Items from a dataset
+ + +

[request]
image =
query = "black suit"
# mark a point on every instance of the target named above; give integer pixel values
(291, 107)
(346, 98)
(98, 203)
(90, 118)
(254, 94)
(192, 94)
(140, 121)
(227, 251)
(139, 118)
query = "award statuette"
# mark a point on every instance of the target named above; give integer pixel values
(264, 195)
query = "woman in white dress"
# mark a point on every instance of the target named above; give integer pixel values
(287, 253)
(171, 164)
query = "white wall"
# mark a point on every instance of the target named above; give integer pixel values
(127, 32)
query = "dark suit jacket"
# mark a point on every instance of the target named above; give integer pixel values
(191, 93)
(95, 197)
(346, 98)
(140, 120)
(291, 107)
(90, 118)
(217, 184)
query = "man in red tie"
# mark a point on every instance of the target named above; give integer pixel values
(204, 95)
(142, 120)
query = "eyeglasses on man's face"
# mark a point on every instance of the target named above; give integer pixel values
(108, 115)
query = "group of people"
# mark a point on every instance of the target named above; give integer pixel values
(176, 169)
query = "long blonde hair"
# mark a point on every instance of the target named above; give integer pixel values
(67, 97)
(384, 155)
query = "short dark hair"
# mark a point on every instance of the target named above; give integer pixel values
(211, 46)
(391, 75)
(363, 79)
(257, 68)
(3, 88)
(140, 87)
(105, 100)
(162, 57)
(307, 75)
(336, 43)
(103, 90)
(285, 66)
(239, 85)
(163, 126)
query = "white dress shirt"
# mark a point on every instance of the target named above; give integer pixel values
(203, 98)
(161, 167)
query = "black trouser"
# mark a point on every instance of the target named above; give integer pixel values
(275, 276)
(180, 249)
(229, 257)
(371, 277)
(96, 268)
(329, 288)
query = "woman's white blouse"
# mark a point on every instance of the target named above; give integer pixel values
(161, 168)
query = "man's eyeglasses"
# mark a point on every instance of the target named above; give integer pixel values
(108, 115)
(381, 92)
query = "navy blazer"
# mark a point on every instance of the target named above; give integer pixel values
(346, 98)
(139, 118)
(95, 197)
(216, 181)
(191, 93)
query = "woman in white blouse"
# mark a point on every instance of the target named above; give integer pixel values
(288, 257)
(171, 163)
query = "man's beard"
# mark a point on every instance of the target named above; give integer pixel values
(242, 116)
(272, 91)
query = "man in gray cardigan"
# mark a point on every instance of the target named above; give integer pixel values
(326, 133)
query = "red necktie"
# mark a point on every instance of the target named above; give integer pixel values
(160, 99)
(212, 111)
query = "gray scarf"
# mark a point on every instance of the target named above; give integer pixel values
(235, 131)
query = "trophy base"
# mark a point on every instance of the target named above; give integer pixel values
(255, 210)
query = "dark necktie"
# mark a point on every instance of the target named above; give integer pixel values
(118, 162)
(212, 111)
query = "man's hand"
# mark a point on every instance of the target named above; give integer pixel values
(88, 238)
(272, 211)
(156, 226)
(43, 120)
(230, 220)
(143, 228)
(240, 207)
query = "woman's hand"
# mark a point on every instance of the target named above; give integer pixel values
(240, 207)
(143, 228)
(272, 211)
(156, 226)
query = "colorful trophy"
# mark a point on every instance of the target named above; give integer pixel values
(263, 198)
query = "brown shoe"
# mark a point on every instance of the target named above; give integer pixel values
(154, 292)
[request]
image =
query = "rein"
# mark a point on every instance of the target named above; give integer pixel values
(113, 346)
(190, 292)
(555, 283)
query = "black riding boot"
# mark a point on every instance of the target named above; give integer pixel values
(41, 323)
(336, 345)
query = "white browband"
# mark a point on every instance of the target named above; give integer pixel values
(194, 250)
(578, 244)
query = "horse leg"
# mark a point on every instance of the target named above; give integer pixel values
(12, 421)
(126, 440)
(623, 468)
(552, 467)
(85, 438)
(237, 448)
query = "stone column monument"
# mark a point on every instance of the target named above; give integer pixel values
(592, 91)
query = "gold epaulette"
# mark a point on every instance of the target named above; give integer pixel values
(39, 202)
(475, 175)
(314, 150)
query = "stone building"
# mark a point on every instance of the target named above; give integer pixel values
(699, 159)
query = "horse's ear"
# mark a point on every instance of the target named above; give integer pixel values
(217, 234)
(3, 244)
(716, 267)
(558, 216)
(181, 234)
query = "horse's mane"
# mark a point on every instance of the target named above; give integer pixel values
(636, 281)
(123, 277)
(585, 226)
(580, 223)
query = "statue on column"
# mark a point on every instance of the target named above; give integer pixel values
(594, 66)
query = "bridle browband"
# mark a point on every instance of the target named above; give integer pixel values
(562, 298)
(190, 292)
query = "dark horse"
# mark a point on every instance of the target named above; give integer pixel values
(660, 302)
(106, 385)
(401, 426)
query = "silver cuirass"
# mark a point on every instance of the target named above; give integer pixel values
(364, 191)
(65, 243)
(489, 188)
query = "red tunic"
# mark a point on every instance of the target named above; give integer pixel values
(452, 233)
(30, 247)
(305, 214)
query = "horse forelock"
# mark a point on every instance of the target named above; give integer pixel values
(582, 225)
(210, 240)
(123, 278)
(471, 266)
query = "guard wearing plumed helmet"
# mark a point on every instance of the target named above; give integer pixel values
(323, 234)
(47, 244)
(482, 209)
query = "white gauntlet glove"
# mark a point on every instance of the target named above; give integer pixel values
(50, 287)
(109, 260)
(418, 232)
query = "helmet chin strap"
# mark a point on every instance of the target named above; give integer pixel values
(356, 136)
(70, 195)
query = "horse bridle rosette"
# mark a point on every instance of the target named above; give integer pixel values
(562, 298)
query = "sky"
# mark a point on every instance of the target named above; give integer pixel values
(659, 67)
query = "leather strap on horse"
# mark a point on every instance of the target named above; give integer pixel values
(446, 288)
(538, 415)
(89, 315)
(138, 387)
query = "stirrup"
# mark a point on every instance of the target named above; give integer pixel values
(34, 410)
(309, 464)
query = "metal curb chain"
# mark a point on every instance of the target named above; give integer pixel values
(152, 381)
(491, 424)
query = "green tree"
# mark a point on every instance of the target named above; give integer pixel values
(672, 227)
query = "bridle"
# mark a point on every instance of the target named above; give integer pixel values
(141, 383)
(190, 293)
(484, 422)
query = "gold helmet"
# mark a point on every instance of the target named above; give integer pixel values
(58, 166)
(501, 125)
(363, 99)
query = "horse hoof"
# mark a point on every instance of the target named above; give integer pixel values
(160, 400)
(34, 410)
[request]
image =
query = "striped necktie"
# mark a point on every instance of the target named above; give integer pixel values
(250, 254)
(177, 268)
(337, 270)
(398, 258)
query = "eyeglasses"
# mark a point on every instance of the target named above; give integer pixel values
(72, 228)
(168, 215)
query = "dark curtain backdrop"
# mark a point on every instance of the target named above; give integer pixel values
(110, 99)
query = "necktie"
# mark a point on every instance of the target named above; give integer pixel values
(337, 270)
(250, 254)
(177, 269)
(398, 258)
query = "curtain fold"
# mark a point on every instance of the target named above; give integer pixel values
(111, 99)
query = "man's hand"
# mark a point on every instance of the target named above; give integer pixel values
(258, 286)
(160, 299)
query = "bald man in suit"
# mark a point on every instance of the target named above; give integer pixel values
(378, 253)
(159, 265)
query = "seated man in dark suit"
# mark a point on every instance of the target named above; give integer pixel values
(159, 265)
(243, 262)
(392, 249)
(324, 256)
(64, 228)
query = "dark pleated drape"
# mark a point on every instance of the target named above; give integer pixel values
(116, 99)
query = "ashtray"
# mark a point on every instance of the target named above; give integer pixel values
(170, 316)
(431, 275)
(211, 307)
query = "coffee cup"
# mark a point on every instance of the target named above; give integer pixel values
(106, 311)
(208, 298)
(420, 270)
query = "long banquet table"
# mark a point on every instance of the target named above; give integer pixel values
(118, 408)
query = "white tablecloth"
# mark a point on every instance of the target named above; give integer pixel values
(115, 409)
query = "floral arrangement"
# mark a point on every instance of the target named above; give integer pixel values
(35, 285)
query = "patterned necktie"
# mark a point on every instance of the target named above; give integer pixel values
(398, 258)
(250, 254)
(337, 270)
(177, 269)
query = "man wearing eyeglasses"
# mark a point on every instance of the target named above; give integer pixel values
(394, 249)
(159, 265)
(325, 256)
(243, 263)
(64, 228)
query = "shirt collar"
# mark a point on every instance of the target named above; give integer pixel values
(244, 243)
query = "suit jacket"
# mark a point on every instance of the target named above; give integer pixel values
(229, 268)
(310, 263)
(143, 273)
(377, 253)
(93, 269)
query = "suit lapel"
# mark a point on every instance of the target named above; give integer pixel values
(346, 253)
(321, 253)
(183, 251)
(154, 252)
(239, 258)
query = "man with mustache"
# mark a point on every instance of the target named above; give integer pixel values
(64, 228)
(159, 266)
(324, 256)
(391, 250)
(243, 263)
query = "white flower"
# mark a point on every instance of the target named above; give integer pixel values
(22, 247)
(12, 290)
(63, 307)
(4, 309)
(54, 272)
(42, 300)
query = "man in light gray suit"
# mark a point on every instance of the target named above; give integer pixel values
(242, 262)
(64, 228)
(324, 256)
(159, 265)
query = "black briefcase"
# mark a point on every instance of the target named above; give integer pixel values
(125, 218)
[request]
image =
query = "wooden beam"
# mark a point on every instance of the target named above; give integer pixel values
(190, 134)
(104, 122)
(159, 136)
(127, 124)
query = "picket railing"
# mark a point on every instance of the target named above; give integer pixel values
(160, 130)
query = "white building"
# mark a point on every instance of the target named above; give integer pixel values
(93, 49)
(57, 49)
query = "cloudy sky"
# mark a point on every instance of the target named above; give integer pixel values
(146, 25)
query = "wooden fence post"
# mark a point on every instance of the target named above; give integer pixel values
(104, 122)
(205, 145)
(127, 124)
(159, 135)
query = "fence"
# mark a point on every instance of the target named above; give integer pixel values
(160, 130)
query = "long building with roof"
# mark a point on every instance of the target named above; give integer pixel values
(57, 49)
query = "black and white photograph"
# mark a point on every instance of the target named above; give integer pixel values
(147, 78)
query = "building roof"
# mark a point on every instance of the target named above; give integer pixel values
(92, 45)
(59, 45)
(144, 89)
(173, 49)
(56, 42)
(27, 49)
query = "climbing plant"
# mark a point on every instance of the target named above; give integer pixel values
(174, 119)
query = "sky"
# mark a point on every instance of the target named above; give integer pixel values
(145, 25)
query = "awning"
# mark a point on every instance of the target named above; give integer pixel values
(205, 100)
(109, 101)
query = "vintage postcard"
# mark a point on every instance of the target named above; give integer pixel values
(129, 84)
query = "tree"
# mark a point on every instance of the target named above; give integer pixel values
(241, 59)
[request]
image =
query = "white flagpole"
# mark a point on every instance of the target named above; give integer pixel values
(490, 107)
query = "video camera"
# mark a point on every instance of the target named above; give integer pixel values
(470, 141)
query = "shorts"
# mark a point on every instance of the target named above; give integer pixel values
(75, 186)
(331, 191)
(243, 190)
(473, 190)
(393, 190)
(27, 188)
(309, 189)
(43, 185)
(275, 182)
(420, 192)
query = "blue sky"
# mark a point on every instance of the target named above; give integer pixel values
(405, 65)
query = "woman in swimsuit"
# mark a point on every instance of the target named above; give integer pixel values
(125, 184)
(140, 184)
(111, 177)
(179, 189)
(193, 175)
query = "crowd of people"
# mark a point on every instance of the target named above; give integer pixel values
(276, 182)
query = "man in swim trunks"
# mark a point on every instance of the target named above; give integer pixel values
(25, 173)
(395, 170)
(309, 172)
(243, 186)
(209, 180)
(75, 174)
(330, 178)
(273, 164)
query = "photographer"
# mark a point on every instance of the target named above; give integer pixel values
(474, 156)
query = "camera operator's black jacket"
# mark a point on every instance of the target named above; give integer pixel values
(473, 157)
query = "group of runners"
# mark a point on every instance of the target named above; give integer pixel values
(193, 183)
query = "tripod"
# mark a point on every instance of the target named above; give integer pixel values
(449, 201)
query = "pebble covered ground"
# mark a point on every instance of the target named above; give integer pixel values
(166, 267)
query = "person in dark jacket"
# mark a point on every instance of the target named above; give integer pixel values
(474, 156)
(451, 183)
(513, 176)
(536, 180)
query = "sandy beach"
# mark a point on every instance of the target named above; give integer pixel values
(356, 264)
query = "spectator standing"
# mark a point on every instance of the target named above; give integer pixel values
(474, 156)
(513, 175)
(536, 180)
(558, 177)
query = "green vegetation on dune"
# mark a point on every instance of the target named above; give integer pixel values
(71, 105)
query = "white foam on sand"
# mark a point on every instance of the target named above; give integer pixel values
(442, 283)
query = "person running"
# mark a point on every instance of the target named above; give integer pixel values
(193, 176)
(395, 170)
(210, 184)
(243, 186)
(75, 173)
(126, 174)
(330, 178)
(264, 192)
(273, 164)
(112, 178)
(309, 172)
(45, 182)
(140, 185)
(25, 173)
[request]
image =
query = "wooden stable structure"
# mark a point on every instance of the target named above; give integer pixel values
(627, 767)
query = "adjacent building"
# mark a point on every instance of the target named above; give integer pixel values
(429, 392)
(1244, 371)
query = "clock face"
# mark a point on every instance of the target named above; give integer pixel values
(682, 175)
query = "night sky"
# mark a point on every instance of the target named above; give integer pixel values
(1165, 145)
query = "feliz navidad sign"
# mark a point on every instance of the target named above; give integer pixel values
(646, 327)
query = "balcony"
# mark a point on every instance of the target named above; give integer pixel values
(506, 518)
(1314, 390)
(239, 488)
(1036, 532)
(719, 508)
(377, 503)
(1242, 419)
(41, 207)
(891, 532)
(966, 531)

+ + +

◆ Work to be completed: Extract every line of the records above that contains the word "browband".

◆ Solution:
query = "white browband"
query = "bridle browband"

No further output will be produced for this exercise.